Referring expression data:
○ ○ ○ ○
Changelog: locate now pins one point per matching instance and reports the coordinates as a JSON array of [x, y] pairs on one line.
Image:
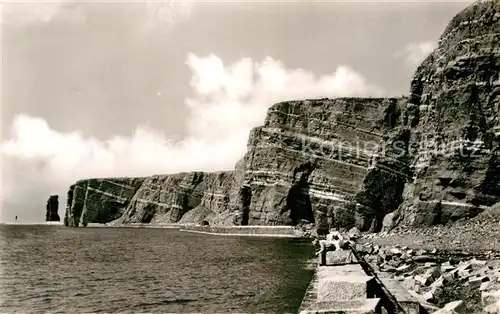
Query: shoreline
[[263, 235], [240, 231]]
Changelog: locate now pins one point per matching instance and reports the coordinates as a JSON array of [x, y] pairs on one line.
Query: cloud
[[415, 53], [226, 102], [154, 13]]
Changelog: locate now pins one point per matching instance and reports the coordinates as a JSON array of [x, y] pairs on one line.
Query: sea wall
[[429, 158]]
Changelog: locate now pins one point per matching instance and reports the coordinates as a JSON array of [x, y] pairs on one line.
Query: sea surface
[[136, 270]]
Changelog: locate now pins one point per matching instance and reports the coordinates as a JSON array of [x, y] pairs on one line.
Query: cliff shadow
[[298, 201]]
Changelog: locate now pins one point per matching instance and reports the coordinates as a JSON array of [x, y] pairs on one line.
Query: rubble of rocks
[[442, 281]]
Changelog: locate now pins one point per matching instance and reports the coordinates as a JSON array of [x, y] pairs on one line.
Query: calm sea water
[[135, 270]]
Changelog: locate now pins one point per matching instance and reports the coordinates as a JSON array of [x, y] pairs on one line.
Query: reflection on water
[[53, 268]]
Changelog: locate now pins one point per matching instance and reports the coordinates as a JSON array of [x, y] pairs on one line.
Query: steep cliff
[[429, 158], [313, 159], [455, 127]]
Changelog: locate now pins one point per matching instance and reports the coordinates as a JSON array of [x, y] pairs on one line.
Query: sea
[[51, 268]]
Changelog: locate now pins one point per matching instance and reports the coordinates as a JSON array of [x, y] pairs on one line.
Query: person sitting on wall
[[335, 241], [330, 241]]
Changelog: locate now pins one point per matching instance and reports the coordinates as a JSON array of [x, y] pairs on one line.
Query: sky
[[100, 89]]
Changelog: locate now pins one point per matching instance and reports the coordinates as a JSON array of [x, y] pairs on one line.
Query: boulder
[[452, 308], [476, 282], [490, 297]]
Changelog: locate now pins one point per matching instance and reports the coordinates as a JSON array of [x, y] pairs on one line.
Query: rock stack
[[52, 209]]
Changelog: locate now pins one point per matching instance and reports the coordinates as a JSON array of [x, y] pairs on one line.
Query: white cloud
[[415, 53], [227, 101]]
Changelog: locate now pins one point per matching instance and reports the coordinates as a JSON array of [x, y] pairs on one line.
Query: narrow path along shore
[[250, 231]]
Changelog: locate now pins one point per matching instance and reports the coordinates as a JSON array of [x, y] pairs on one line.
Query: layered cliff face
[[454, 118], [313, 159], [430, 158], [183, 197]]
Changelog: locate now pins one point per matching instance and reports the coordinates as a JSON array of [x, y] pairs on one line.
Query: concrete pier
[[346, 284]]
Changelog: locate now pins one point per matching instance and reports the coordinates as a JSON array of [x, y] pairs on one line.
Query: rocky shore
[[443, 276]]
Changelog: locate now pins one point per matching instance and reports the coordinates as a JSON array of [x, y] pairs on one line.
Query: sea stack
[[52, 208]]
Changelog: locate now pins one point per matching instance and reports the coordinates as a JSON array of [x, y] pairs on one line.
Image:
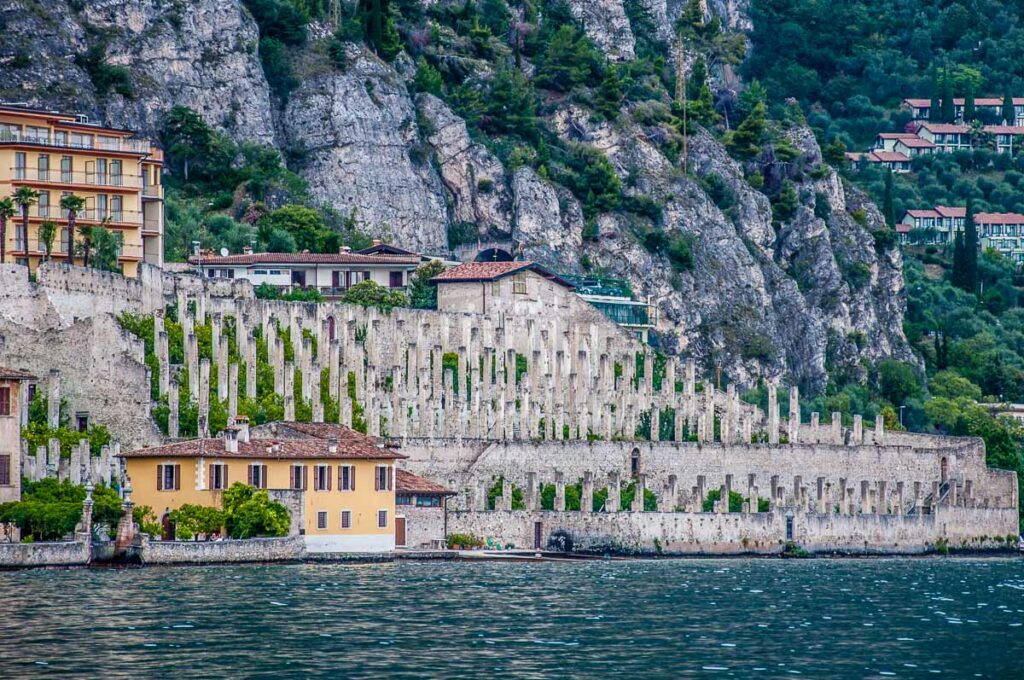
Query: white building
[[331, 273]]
○ ○ ○ ○
[Required work] Write every entry out again exactly, dropping the pictures.

[Answer space]
Changelog: locate now pins one point per matching instance and reports the coordinates as a JSON array of [x, y] pairs on one line.
Image:
Query: shoreline
[[263, 235], [240, 231]]
Changelog: locate now pins one point per matching instance and reports the coordinates as a JSON array of [x, y] pairs on one line.
Query: cloud
[[415, 53], [226, 102], [154, 13]]
Changelog: locate now pins one point per matching instance and reports the coordinates as a JSON array of [x, y] pairs on one line.
Query: sea wall
[[429, 158]]
Changelog: locate now pins one point per matching instance and reports the coordinates as a JSON array of [x, y] pairs on one line.
Query: sea surface
[[136, 270]]
Changelog: locate now pins one point per matching instance and reports the coordinates as a JSON array of [x, y] pairs on one line.
Query: cliff shadow
[[298, 201]]
Changelog: locate now pins one point per matching instance and reports the coordinates as a JSON array of [x, y] pairs on one line.
Query: rubble of rocks
[[442, 281]]
Changelog: locate now pins one point per matching instance and reports the coordinates as a JSON array of [x, y] pairs on one line.
Query: calm sea water
[[135, 270]]
Changelog: locate now pins one point per matching instance and reports the coordinates as a JSON array of [x, y] pairs on one line.
Query: reflection on water
[[53, 268]]
Changelog: locate now pins one point per matching instance and reports the coordinates as a JSON array of [x, y] pairs on one line.
Query: steep cliff
[[429, 158], [313, 159], [455, 127]]
Changelog: locate now pins one point per matching instance and reports the coordinates as a JSON array of [x, y] pairs on one line.
Query: sea
[[51, 268]]
Changelog: locate now pins one point per matching instance and reports the coordinates as a JSON array of [x, y] pairs on one line.
Query: person sitting on wall
[[335, 241], [330, 241]]
Changelog: locate now pins one point per matching instance and reports the coordinates as a JSON array of [x, y] pairs on one line.
Query: sky
[[100, 89]]
Changelog: locate now pins one point per matching instance and reports the coordinates as a JSON array of [x, y] pairs on one line.
Query: boulder
[[452, 308], [476, 282], [490, 297]]
Changelog: locate now pins one point per matching instance and reports the coordinates as a JSON array of [x, y] pairs on one line.
Query: rock stack
[[52, 209]]
Changelog: locate now pins one point per matching instance and reports the coordinates as a JSON array of [x, y] pairs on one line.
Query: white cloud
[[415, 53], [227, 101]]
Changelog: locate now pins one point per matching instance and reports the coordinates as a JSON array of [x, y] pairs on one line.
Query: narrow path along shore
[[250, 231]]
Changelog: locate now pins one point per matching instance and reports the coordinates as a JSON array of [x, y] pairs on one line.
Query: layered cliff face
[[454, 118], [313, 159], [430, 158], [183, 197]]
Changelog: locate now pins one point per matching instance and reports the coordinates as a JSON array of [x, y] pairs on one line.
Query: concrete pier
[[346, 284]]
Changelog: locate now pins one point per matching instance and reports the coordinates as a JSON array of [x, y] pairs on one line.
Query: rocky shore
[[443, 276]]
Changelog: locate now pins one point per matching instance and reports the coordinates as a JSON array of [x, y] pairs on one line.
Query: sea stack
[[52, 208]]
Changelog: locate now pins one point per matching instance and reports the coordinates as a JSON array of [x, y] pairs on one line.
Image:
Query: white building
[[331, 273]]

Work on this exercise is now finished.